(Records from a data source)
= = = =
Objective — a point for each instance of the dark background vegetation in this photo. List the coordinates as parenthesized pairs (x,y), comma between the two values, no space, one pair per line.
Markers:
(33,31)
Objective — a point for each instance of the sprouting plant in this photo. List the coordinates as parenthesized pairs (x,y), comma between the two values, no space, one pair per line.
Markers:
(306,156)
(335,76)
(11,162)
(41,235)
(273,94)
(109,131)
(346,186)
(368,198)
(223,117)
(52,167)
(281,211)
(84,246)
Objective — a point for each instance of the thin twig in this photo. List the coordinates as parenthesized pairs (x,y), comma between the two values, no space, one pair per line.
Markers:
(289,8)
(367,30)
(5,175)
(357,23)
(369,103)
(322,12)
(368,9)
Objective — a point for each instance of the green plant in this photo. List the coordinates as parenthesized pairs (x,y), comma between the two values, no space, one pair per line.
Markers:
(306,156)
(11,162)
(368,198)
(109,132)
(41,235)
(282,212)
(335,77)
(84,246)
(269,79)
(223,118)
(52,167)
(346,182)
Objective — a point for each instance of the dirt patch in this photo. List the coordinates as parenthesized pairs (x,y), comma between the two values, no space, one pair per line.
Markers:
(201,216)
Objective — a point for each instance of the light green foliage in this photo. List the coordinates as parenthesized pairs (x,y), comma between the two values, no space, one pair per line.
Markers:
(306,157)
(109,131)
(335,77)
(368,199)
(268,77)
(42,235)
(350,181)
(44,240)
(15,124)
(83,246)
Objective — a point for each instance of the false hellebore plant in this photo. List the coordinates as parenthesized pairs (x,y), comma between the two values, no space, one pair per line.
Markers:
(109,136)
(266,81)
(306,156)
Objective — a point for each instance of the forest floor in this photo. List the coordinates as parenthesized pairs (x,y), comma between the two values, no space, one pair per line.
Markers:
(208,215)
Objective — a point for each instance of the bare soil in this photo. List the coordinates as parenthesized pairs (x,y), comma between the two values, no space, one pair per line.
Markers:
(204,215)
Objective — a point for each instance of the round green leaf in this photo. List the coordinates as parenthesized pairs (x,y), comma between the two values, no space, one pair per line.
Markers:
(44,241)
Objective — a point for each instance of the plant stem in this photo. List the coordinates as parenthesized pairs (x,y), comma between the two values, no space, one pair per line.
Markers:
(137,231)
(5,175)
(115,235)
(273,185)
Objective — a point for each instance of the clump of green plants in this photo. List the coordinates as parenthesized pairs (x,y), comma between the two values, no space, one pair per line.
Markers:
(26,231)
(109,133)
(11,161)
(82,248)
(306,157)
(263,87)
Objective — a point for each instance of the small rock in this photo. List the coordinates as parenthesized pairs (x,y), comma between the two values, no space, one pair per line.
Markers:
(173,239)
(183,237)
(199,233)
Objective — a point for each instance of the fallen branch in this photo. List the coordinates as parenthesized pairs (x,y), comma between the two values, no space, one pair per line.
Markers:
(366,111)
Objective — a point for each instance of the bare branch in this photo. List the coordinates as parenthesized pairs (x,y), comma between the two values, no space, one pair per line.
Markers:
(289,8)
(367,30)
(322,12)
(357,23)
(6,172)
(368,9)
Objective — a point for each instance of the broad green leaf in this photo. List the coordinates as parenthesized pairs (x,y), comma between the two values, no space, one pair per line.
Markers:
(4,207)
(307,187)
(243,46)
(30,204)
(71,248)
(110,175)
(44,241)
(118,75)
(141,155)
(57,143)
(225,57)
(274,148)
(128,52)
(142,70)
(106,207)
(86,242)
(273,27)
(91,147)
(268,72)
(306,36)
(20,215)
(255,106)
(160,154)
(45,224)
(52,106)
= = = =
» Written request
Copy out the records from the line with "Objective — a point for each instance of the bare branch" up to and including the last line, requests too. Multiply every coordinate in the answers by 2.05 and round each to a whole number, with halves rounded up.

» Output of the task
Objective — a point for each instance of the bare branch in this photo. List the coordinates as parenthesized pairs (x,y), comma between the two values, no space, one pair per line.
Markers:
(592,16)
(752,62)
(660,25)
(732,47)
(12,353)
(754,18)
Objective — a point for each instance of the broad green leaf in this photo. List the coordinates as parenthesized pairs (x,y), comma between the two values, no space, one pair per line.
Markers:
(8,424)
(629,383)
(498,94)
(62,418)
(146,508)
(226,359)
(90,494)
(242,154)
(289,318)
(117,293)
(461,117)
(562,303)
(262,107)
(291,144)
(217,424)
(176,496)
(560,55)
(187,301)
(549,148)
(627,74)
(41,441)
(523,217)
(328,316)
(92,459)
(107,217)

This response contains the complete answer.